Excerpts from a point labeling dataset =
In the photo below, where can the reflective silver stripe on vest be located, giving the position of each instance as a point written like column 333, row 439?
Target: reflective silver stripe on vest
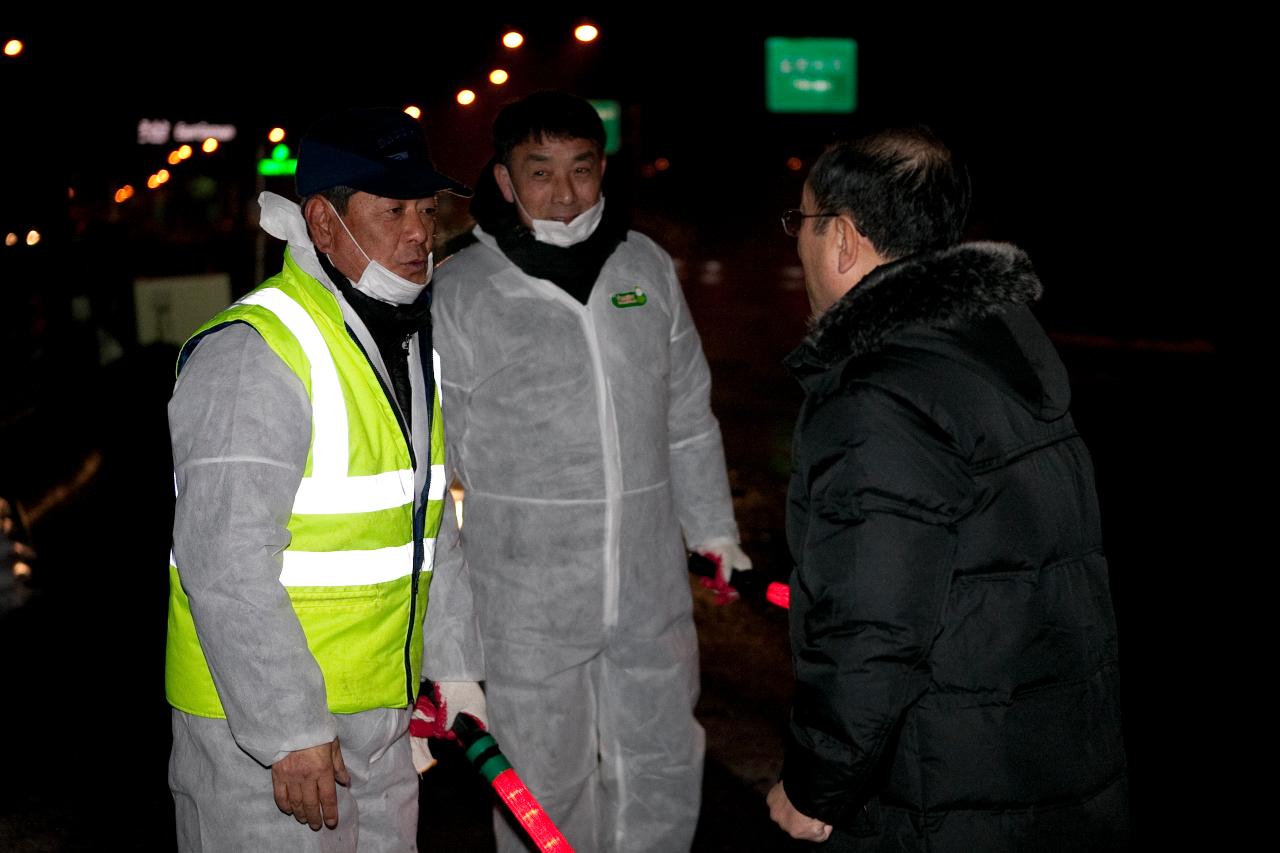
column 348, row 568
column 328, row 491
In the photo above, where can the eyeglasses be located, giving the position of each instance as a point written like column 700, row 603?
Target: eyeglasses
column 794, row 219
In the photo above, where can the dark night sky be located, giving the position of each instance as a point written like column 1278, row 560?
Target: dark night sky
column 1068, row 123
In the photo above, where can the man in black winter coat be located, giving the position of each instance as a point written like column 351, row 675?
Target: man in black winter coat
column 951, row 626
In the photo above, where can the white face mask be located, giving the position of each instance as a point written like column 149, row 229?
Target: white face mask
column 563, row 235
column 379, row 282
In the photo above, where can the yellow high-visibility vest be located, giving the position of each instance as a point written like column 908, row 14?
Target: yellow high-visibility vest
column 355, row 571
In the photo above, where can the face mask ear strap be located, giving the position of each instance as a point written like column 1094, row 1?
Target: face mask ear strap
column 348, row 232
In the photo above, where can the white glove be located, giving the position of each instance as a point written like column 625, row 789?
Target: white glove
column 438, row 706
column 728, row 557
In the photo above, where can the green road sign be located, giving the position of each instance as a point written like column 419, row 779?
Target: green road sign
column 810, row 74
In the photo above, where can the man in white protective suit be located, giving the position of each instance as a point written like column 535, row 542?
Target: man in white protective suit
column 579, row 424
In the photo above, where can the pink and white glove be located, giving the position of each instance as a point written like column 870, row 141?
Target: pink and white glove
column 438, row 706
column 728, row 557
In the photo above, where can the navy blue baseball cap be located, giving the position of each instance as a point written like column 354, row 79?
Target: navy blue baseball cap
column 382, row 151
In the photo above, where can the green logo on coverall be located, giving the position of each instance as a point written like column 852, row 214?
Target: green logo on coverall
column 630, row 299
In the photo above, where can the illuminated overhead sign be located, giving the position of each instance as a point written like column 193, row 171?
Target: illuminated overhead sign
column 279, row 164
column 163, row 132
column 810, row 74
column 611, row 114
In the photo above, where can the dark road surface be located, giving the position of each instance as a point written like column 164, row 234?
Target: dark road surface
column 83, row 717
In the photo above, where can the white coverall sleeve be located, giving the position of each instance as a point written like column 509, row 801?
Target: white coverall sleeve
column 238, row 423
column 698, row 477
column 452, row 647
column 451, row 638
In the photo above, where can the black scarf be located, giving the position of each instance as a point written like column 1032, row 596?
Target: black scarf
column 574, row 269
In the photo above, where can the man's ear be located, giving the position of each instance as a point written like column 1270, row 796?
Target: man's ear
column 849, row 243
column 503, row 177
column 319, row 223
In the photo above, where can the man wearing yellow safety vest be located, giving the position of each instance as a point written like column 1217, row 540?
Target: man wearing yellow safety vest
column 309, row 464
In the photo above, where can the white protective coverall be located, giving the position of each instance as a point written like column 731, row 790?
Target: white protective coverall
column 241, row 427
column 584, row 438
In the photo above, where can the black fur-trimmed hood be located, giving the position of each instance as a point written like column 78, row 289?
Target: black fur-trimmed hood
column 964, row 282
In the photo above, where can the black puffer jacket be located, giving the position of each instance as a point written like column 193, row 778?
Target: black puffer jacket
column 951, row 625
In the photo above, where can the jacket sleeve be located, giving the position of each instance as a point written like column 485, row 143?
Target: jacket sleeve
column 452, row 646
column 698, row 475
column 878, row 487
column 238, row 460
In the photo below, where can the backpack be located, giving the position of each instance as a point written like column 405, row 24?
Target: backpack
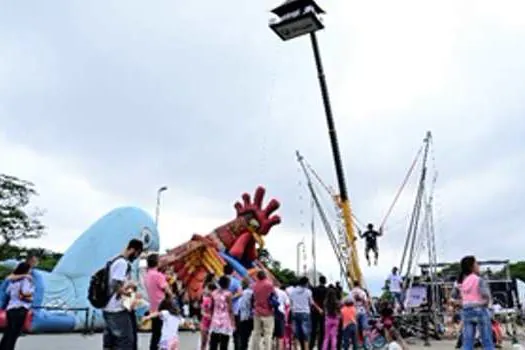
column 99, row 286
column 273, row 301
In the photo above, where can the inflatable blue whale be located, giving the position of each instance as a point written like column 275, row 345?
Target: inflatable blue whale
column 60, row 301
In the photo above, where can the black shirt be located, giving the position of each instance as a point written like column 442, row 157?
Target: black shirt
column 319, row 295
column 370, row 236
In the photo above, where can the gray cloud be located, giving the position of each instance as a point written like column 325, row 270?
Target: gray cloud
column 207, row 100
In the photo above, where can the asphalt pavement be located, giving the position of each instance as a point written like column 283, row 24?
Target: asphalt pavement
column 92, row 342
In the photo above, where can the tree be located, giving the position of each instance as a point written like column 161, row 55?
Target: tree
column 17, row 220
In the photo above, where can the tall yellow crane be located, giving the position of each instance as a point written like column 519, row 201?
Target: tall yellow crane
column 344, row 240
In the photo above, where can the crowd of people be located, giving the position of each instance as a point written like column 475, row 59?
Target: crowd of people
column 253, row 314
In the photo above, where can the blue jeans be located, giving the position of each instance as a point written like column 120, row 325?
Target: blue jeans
column 350, row 335
column 302, row 326
column 119, row 331
column 398, row 297
column 477, row 317
column 362, row 322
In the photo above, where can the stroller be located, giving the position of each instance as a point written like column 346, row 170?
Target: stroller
column 497, row 336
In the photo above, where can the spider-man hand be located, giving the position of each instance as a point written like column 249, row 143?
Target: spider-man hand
column 259, row 222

PROBLEM DESCRIPTION = Give all of the material above as a two-column CSV with the columns "request" and "points", one row per request, each value in a single quoted field with line breaks replaced by spaces. Leave the pictures out.

EXERCISE OUTPUT =
request,points
"In the photo below, where can the reflective silver stripe on vest be located, giving the position of each instance as a point written like column 333, row 439? Target: reflective silver stripe on vest","column 348, row 568 column 328, row 491"
"In the photo above, where can the eyeglasses be located, giving the position of each instance as a point written like column 700, row 603? Target: eyeglasses","column 794, row 219"
"In the photo above, where can the dark night sky be located, giving the position of each instance as a point written like column 1278, row 560? Target: dark night sky","column 1068, row 123"
"In the photo above, where can the man in black winter coat be located, giving the position of each instance as a point written like column 351, row 675? Target: man in black winter coat","column 951, row 626"
"In the photo above, where can the white face mask be located, giving the position of each instance as a point written like column 149, row 229? Target: white face mask","column 563, row 235 column 379, row 282"
"In the photo above, where can the yellow high-visibility vest be located, giving the position of each instance as a point written like column 908, row 14? Target: yellow high-visibility vest","column 355, row 571"
"In the photo above, where can the face mask ear strap be located, giving the position of each instance as a point written like column 1094, row 1? Target: face mask ear strap","column 348, row 232"
"In the photo above, where can the white glove be located, giving the position of each instance as a point written like column 625, row 789? Target: white glove","column 438, row 706 column 728, row 557"
"In the photo above, where can the green road sign be located, giving the position of each instance as a point written like column 419, row 779? Target: green road sign","column 810, row 74"
"In the photo above, where can the man in white protective suit be located, giving the position of each instance as a point written like column 535, row 542? Target: man in white protective suit","column 579, row 424"
"In the photo above, where can the pink and white glove be located, giving the position of each instance as a point written like column 870, row 141? Target: pink and white glove","column 438, row 706 column 728, row 557"
"In the photo above, where can the navy blue baseball cap be located, giving the position of each instance as a point written like column 354, row 79? Target: navy blue baseball cap","column 382, row 151"
"In the photo above, where can the green logo on coverall be located, giving the position of each instance as a point written like column 852, row 214? Target: green logo on coverall","column 630, row 299"
"In the photo above, where can the illuminated overhead sign be located, giving the position of each instance as a point written like column 193, row 171? Target: illuminated overhead sign","column 279, row 164 column 163, row 132 column 810, row 74 column 611, row 114"
"In the photo above, where can the dark road surface be located, giving the position of each instance as a point written like column 164, row 234? Target: dark road surface","column 83, row 717"
"In the photo above, where can the white coverall sleeve be located, giving the position of each instance as a point written like column 509, row 801? Target: white coverall sleeve","column 238, row 423 column 698, row 477 column 452, row 647 column 451, row 638"
"In the photo above, where can the black scarf be located, giving the position of each instance as a point written like column 1032, row 596? Target: black scarf","column 574, row 269"
"In the photo above, where can the man's ear be located, giving the position of each instance as a point written like column 1270, row 796? Target: man's ear","column 849, row 243 column 503, row 177 column 319, row 223"
"In the photo above, where can the man wearing yellow safety vest be located, giving the position of each instance as a point written like column 1217, row 540? Target: man wearing yellow safety vest","column 309, row 464"
"In the photo above, where can the white protective coverall be located, giving the position of each instance as a point written like column 731, row 790? Target: white protective coverall","column 241, row 427 column 584, row 438"
"In the photo above, where can the black fur-trimmed hood be located, giving the position of each instance as a point written like column 78, row 289? Target: black fur-trimmed hood","column 964, row 282"
"In the photo above, where can the black puffer jacket be located, giving the position of each instance as a point written like column 193, row 778? Target: black puffer jacket","column 951, row 625"
"In the photo above, where can the jacket sleeve be located, giving the position of each instance as a point written like column 485, row 143? Target: jacket sleeve","column 452, row 646 column 698, row 475 column 878, row 487 column 238, row 460"
"In the photo below, where can the backpack be located, giving the position of each instance as a point written like column 405, row 24? Target: backpack","column 99, row 286 column 273, row 301"
"In the photo above, where can the inflatable blue whale be located, giving the position of each instance as a point written like column 275, row 345? Target: inflatable blue whale","column 60, row 301"
"In the photo above, where can the black shirt be located, giving the position of each instance as a point written like column 442, row 157? Target: black shirt","column 319, row 295 column 370, row 236"
"In the photo above, where can the gray cloud be located, giving the position of each instance as a point written like column 325, row 270? Target: gray cloud","column 207, row 100"
"In the photo above, where can the asphalt pavement be located, giving the position of each instance as a point written like column 283, row 24? Target: asphalt pavement","column 92, row 342"
"In the photo above, where can the tree be located, giving the position of each instance as a point written like column 161, row 55? Target: tree","column 17, row 220"
"In the photo above, where can the tall yellow crane be located, giving the position of each instance as a point written like column 519, row 201? Target: tall yellow crane","column 344, row 240"
"In the photo above, where can the crowd of people be located, giving the position of each instance as a point written like column 475, row 59? Target: crowd of people","column 253, row 314"
"In the photo above, where can the blue jeans be located, giving the position of each instance as a point written like column 120, row 325? Target: blue jeans","column 350, row 335 column 302, row 326 column 119, row 331 column 398, row 297 column 477, row 317 column 362, row 322"
"In the photo above, where can the stroller be located, giving the position of each instance as a point written like column 346, row 170? Target: stroller","column 497, row 336"
"In the photo above, where can the spider-man hand be located, giving the position of each instance as a point written like column 249, row 143? Target: spider-man hand","column 259, row 222"